• [What is required]
Please count the lines in the records that contain the word "every", treating uppercase and lowercase as different, and give only the number.

_ _ _ _

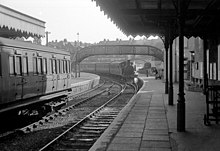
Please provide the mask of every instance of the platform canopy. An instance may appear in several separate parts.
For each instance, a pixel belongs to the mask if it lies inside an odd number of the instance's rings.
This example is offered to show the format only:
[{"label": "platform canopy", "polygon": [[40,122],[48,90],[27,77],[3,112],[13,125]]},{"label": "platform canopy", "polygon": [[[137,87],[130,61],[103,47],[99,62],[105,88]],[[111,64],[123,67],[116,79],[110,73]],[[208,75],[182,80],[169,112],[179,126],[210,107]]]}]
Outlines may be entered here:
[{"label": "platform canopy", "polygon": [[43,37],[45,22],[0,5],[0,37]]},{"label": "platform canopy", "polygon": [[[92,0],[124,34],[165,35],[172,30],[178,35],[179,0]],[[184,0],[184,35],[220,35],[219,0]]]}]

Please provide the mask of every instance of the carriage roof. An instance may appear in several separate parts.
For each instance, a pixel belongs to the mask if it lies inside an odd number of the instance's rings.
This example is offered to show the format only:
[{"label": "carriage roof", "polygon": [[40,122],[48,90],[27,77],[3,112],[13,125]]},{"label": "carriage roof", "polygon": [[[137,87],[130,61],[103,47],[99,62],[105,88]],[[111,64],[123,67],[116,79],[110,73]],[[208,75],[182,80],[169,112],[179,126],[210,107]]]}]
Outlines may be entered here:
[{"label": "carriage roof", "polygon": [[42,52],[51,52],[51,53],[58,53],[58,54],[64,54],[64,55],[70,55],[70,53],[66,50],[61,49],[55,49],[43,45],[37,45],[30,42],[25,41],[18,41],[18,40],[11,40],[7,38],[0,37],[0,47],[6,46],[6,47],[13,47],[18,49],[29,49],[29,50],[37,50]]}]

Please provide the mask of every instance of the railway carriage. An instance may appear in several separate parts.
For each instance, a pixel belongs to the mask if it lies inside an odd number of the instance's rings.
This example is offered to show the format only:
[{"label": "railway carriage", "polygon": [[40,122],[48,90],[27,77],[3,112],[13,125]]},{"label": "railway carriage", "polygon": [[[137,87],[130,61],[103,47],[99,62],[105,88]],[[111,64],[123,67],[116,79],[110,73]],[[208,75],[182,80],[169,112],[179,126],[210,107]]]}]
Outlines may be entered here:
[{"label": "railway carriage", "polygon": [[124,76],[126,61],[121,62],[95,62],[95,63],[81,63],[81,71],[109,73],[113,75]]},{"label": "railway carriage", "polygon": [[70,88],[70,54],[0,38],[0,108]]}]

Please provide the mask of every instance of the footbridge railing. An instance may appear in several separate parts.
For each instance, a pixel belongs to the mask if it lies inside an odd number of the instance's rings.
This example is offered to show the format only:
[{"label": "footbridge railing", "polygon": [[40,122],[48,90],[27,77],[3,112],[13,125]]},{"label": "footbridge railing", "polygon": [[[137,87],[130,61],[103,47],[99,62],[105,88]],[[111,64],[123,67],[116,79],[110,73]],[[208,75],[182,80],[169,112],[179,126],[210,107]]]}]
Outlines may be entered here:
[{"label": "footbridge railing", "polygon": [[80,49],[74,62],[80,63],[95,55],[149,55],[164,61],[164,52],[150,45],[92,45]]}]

_ _ _ _

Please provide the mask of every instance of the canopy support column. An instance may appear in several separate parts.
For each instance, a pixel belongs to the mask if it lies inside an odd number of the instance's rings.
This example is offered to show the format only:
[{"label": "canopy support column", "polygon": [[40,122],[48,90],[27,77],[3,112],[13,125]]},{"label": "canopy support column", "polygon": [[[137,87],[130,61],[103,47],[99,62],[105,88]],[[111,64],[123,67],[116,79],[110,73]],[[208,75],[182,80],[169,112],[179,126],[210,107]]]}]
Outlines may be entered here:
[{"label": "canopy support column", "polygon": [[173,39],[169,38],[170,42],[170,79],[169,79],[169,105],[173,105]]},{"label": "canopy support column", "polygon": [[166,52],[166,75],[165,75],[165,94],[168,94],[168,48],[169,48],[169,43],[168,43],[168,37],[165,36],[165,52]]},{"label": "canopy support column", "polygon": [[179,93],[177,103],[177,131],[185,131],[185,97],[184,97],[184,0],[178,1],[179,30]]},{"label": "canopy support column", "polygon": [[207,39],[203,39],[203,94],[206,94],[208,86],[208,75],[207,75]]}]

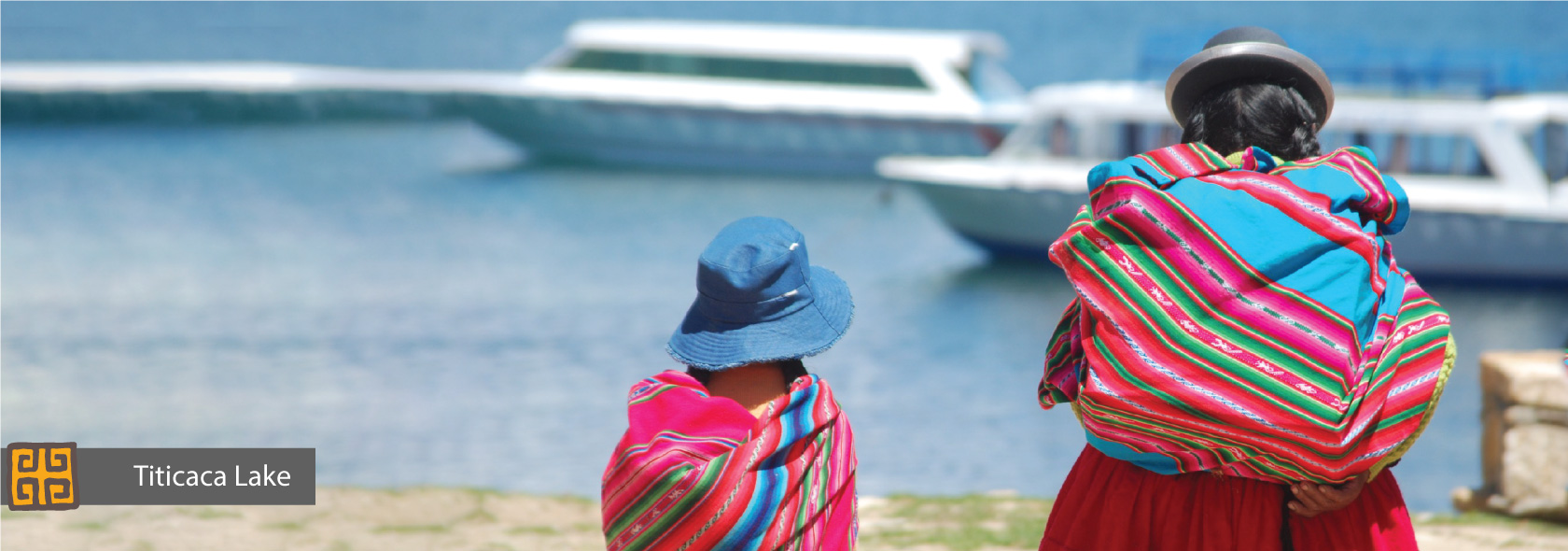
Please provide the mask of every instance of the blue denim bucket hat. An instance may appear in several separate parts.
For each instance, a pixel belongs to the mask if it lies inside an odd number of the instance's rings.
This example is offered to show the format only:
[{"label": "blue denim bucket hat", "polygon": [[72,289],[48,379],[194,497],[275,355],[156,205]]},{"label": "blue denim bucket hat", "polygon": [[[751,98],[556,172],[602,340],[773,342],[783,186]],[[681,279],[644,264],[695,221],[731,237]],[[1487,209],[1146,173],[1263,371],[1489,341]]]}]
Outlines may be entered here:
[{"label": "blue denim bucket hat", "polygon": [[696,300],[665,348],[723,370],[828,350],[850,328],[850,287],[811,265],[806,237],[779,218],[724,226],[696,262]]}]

_ _ _ _

• [Final result]
6